• What the task asks
Retype, character for character, the stretch of lines from the one containing "Please segment every" through the last line below.

• Data provided
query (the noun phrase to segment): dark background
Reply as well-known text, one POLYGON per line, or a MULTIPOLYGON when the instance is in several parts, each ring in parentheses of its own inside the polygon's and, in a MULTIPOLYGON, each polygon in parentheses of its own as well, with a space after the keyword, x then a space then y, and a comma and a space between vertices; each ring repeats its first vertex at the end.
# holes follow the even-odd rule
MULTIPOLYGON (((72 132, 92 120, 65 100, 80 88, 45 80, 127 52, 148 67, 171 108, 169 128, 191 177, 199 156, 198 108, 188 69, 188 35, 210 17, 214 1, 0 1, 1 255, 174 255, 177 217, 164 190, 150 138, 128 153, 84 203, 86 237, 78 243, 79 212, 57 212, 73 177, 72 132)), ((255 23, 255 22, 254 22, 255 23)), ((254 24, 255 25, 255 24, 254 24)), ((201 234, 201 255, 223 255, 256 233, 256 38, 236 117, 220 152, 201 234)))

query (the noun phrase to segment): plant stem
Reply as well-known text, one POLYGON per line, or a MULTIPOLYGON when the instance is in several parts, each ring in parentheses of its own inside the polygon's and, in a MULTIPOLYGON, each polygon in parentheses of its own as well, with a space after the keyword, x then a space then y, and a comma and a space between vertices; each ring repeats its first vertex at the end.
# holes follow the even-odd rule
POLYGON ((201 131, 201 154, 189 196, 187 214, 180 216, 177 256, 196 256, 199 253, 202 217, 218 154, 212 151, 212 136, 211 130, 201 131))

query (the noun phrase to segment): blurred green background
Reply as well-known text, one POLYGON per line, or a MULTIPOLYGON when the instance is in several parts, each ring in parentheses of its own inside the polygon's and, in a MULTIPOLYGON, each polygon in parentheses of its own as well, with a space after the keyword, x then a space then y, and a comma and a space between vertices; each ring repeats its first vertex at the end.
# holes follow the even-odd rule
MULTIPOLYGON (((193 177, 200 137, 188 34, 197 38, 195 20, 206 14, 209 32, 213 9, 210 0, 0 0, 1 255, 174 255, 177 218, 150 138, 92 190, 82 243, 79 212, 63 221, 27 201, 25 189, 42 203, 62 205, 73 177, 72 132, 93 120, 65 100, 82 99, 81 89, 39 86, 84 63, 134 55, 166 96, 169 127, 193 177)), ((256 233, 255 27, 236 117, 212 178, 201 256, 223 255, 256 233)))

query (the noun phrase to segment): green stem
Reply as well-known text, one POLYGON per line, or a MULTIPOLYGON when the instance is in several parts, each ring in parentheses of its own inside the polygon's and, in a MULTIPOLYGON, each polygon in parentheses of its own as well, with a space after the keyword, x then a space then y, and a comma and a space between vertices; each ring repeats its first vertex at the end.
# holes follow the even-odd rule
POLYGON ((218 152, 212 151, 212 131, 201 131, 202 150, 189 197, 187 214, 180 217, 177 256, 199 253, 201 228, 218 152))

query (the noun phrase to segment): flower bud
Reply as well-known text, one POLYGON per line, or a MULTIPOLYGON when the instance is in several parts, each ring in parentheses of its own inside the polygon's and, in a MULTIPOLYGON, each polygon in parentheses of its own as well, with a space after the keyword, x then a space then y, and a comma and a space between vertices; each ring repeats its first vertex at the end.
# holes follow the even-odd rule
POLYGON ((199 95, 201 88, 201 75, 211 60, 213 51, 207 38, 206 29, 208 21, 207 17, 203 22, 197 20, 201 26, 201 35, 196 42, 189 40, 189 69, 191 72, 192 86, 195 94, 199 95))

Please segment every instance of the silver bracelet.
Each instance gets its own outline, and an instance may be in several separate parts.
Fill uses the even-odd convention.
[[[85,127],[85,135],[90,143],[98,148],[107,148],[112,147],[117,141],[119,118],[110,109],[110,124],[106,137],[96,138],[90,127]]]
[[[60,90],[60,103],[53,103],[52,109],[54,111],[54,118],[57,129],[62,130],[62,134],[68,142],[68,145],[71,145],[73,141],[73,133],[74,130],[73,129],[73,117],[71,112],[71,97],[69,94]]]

• Right answer
Please segment every instance of the silver bracelet.
Each instance gets its own outline, and an instance may be in several separate parts.
Fill uses the even-odd convention.
[[[85,127],[85,135],[90,143],[98,148],[107,148],[112,147],[117,141],[119,118],[110,109],[110,124],[106,137],[96,138],[90,127]]]
[[[60,90],[60,103],[53,103],[52,109],[54,111],[54,118],[57,129],[62,130],[62,134],[68,142],[68,145],[71,145],[73,141],[73,133],[74,130],[73,129],[73,117],[71,112],[71,97],[69,94]]]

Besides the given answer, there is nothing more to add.